Please output every record exactly, keeping each line as it is.

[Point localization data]
-=-=-=-=-
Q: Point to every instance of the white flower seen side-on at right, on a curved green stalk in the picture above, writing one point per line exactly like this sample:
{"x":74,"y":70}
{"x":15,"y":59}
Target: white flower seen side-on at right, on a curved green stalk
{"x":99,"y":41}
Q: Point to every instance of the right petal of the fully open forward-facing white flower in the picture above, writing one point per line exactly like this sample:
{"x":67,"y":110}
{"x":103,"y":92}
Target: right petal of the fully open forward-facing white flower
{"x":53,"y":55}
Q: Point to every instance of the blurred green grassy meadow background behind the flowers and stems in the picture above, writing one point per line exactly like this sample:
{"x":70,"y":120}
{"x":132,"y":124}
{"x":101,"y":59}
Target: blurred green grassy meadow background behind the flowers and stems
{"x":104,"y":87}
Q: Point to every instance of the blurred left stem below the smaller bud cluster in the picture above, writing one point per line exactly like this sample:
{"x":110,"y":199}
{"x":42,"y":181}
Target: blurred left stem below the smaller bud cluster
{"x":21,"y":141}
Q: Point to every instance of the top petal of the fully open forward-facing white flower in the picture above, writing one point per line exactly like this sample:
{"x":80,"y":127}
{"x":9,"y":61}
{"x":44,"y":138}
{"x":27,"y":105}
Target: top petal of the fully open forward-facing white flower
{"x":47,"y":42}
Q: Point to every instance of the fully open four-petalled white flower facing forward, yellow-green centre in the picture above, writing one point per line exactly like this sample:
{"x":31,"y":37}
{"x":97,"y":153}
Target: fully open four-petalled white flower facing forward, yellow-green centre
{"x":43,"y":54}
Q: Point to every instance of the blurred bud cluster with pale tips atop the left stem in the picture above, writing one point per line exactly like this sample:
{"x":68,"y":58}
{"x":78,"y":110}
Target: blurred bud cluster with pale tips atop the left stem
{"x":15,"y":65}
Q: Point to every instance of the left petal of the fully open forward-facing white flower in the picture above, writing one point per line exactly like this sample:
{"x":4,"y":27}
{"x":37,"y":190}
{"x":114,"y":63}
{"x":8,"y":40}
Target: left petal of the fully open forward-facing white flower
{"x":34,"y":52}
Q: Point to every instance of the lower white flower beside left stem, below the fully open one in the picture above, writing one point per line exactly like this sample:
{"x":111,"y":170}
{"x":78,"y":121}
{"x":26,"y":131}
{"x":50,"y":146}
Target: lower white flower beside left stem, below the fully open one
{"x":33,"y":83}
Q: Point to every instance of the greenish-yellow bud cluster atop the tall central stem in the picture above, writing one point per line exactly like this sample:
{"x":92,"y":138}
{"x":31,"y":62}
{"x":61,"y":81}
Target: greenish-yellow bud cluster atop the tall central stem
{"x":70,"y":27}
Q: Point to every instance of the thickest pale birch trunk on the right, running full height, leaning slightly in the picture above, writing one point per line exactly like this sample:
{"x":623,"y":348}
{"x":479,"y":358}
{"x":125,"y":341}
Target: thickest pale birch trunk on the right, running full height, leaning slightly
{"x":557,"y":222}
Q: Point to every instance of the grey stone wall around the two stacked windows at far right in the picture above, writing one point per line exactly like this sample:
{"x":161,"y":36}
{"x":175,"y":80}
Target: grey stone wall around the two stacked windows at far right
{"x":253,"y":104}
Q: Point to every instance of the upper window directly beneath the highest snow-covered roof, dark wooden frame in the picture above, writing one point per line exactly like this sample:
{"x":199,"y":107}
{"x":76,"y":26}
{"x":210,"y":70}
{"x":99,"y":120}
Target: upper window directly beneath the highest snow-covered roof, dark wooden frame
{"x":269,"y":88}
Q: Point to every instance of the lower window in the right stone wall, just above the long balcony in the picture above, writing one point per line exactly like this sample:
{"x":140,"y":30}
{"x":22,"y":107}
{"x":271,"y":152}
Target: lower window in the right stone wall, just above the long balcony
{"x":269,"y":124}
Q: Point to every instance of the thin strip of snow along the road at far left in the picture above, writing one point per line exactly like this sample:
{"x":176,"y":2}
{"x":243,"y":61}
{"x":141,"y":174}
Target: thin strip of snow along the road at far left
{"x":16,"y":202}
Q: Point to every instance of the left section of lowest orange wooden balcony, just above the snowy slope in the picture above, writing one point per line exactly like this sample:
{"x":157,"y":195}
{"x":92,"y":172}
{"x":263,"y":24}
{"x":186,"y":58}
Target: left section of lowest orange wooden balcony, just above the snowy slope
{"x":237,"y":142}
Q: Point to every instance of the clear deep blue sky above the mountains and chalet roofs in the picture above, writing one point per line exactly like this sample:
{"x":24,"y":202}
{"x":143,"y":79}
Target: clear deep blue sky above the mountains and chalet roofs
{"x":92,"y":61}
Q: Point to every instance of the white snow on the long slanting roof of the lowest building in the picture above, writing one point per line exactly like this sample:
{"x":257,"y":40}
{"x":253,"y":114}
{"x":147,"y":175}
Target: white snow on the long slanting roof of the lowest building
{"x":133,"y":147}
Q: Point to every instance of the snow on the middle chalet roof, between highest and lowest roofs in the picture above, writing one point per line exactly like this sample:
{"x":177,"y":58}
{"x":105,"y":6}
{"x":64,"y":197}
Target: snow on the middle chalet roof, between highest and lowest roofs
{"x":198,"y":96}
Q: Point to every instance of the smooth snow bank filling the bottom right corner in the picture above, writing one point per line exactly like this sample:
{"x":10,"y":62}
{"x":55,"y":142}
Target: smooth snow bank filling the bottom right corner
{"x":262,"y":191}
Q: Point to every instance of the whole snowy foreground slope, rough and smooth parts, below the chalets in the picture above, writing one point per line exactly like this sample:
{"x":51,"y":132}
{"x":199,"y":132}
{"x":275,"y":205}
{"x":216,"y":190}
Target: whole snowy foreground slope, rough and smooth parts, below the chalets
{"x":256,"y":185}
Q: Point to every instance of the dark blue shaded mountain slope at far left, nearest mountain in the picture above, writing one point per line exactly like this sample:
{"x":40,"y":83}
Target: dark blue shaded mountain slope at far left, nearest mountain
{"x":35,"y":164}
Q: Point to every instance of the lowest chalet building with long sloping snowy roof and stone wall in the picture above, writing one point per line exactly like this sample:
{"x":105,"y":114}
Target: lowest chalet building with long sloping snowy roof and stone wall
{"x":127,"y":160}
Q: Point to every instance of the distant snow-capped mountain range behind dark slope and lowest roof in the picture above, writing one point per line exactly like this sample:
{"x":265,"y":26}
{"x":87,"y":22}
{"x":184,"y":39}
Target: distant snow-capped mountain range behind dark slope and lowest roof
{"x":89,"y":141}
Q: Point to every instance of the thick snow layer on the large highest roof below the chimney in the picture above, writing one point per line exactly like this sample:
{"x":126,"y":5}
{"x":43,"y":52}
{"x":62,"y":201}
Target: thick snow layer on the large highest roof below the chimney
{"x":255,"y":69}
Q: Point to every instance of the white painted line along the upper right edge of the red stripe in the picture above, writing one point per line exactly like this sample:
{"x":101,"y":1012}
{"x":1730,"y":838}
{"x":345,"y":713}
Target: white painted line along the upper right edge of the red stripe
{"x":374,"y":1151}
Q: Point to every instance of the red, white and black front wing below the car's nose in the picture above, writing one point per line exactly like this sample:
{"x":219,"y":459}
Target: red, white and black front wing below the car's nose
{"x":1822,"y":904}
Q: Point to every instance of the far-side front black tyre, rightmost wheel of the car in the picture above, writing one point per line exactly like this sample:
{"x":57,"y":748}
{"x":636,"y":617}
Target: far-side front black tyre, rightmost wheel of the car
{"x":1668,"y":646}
-=-=-=-=-
● **Exercise answer**:
Q: Point to every instance of the white flower seen side-on at right, on a curved green stalk in the picture above, writing one point per line exactly like this sample:
{"x":74,"y":70}
{"x":15,"y":59}
Target: white flower seen side-on at right, on a curved green stalk
{"x":99,"y":41}
Q: Point to every instance of the right petal of the fully open forward-facing white flower in the picture above, writing one point per line exactly like this sample:
{"x":67,"y":110}
{"x":103,"y":92}
Target: right petal of the fully open forward-facing white flower
{"x":53,"y":55}
Q: Point to every instance of the blurred green grassy meadow background behind the flowers and stems in the picture above, writing one point per line exactly like this sample:
{"x":70,"y":120}
{"x":132,"y":124}
{"x":101,"y":59}
Target: blurred green grassy meadow background behind the flowers and stems
{"x":104,"y":87}
Q: Point to every instance of the blurred left stem below the smaller bud cluster in the picture above, writing one point per line exactly like this sample:
{"x":110,"y":199}
{"x":42,"y":181}
Target: blurred left stem below the smaller bud cluster
{"x":21,"y":141}
Q: Point to every instance of the top petal of the fully open forward-facing white flower in the picture above, writing one point per line exactly like this sample:
{"x":80,"y":127}
{"x":9,"y":61}
{"x":44,"y":138}
{"x":27,"y":105}
Target: top petal of the fully open forward-facing white flower
{"x":47,"y":42}
Q: Point to every instance of the fully open four-petalled white flower facing forward, yellow-green centre in the picture above, writing one point per line exactly like this sample:
{"x":31,"y":37}
{"x":97,"y":153}
Target: fully open four-petalled white flower facing forward, yellow-green centre
{"x":43,"y":54}
Q: Point to every instance of the blurred bud cluster with pale tips atop the left stem in the picture above, writing one point per line exactly like this sample:
{"x":68,"y":58}
{"x":78,"y":110}
Target: blurred bud cluster with pale tips atop the left stem
{"x":15,"y":65}
Q: Point to every instance of the left petal of the fully open forward-facing white flower in the picture above, writing one point per line exactly like this sample:
{"x":4,"y":27}
{"x":37,"y":190}
{"x":114,"y":63}
{"x":8,"y":40}
Target: left petal of the fully open forward-facing white flower
{"x":34,"y":52}
Q: Point to every instance of the lower white flower beside left stem, below the fully open one in the picture above, writing one point per line exactly like this sample:
{"x":111,"y":170}
{"x":78,"y":121}
{"x":26,"y":131}
{"x":50,"y":146}
Target: lower white flower beside left stem, below the fully open one
{"x":33,"y":83}
Q: Point to every instance of the greenish-yellow bud cluster atop the tall central stem in the picture above, writing one point per line exactly like this sample:
{"x":92,"y":138}
{"x":31,"y":62}
{"x":61,"y":81}
Target: greenish-yellow bud cluster atop the tall central stem
{"x":70,"y":27}
Q: Point to every instance of the thickest pale birch trunk on the right, running full height, leaning slightly in the picture above, writing one point per line exactly like this sample:
{"x":623,"y":348}
{"x":479,"y":358}
{"x":125,"y":341}
Target: thickest pale birch trunk on the right, running full height, leaning slightly
{"x":557,"y":222}
Q: Point to every instance of the grey stone wall around the two stacked windows at far right in the picture above, writing one point per line exactly like this sample:
{"x":161,"y":36}
{"x":175,"y":80}
Target: grey stone wall around the two stacked windows at far right
{"x":253,"y":104}
Q: Point to every instance of the upper window directly beneath the highest snow-covered roof, dark wooden frame in the picture above, writing one point per line exactly like this sample:
{"x":199,"y":107}
{"x":76,"y":26}
{"x":210,"y":70}
{"x":99,"y":120}
Target: upper window directly beneath the highest snow-covered roof, dark wooden frame
{"x":269,"y":88}
Q: Point to every instance of the lower window in the right stone wall, just above the long balcony in the picture above, writing one point per line exactly like this sample:
{"x":140,"y":30}
{"x":22,"y":107}
{"x":271,"y":152}
Target: lower window in the right stone wall, just above the long balcony
{"x":269,"y":124}
Q: Point to every instance of the thin strip of snow along the road at far left in the picture above, writing one point per line exactly like this sample:
{"x":176,"y":2}
{"x":243,"y":61}
{"x":141,"y":174}
Target: thin strip of snow along the road at far left
{"x":16,"y":202}
Q: Point to every instance of the left section of lowest orange wooden balcony, just above the snowy slope in the picture above, writing one point per line exactly like this sample:
{"x":157,"y":195}
{"x":92,"y":172}
{"x":263,"y":24}
{"x":186,"y":58}
Target: left section of lowest orange wooden balcony, just above the snowy slope
{"x":237,"y":142}
Q: Point to every instance of the clear deep blue sky above the mountains and chalet roofs in the picture above, writing one point per line exactly like this sample:
{"x":24,"y":202}
{"x":143,"y":79}
Target: clear deep blue sky above the mountains and chalet roofs
{"x":92,"y":61}
Q: Point to every instance of the white snow on the long slanting roof of the lowest building in the picture above, writing one point per line exactly like this sample:
{"x":257,"y":40}
{"x":253,"y":114}
{"x":147,"y":175}
Target: white snow on the long slanting roof of the lowest building
{"x":133,"y":147}
Q: Point to every instance of the snow on the middle chalet roof, between highest and lowest roofs in the picture above, writing one point per line exactly like this sample:
{"x":177,"y":58}
{"x":105,"y":6}
{"x":64,"y":197}
Target: snow on the middle chalet roof, between highest and lowest roofs
{"x":198,"y":96}
Q: Point to every instance of the smooth snow bank filling the bottom right corner in the picture above, writing one point per line exactly like this sample:
{"x":10,"y":62}
{"x":55,"y":142}
Target: smooth snow bank filling the bottom right corner
{"x":262,"y":191}
Q: Point to every instance of the whole snowy foreground slope, rough and smooth parts, below the chalets in the picture above, writing one point per line exactly like this sample:
{"x":51,"y":132}
{"x":199,"y":132}
{"x":275,"y":205}
{"x":216,"y":190}
Target: whole snowy foreground slope, rough and smooth parts, below the chalets
{"x":256,"y":185}
Q: Point to every instance of the dark blue shaded mountain slope at far left, nearest mountain in the picture above, writing one point per line exactly like this sample:
{"x":40,"y":83}
Target: dark blue shaded mountain slope at far left, nearest mountain
{"x":35,"y":164}
Q: Point to every instance of the lowest chalet building with long sloping snowy roof and stone wall in the picture above, writing one point per line exactly like this sample:
{"x":105,"y":114}
Target: lowest chalet building with long sloping snowy roof and stone wall
{"x":127,"y":160}
Q: Point to every instance of the distant snow-capped mountain range behind dark slope and lowest roof in the picture above, writing one point per line exactly like this sample:
{"x":265,"y":26}
{"x":87,"y":22}
{"x":184,"y":39}
Target: distant snow-capped mountain range behind dark slope and lowest roof
{"x":89,"y":141}
Q: Point to every instance of the thick snow layer on the large highest roof below the chimney in the picture above, writing one point per line exactly like this sample:
{"x":126,"y":5}
{"x":43,"y":52}
{"x":62,"y":201}
Target: thick snow layer on the large highest roof below the chimney
{"x":255,"y":69}
Q: Point to every instance of the white painted line along the upper right edge of the red stripe in the picture above, writing one point per line exactly like this sample:
{"x":101,"y":1012}
{"x":1730,"y":838}
{"x":345,"y":713}
Target: white painted line along the upper right edge of the red stripe
{"x":374,"y":1151}
Q: Point to every instance of the red, white and black front wing below the car's nose in the picture above, writing one point per line exactly like this sample:
{"x":219,"y":459}
Target: red, white and black front wing below the car's nose
{"x":1822,"y":904}
Q: Point to every instance of the far-side front black tyre, rightmost wheel of the car in the picture above, writing one point per line exactly like this sample:
{"x":57,"y":748}
{"x":636,"y":617}
Target: far-side front black tyre, rightmost wheel of the car
{"x":1668,"y":646}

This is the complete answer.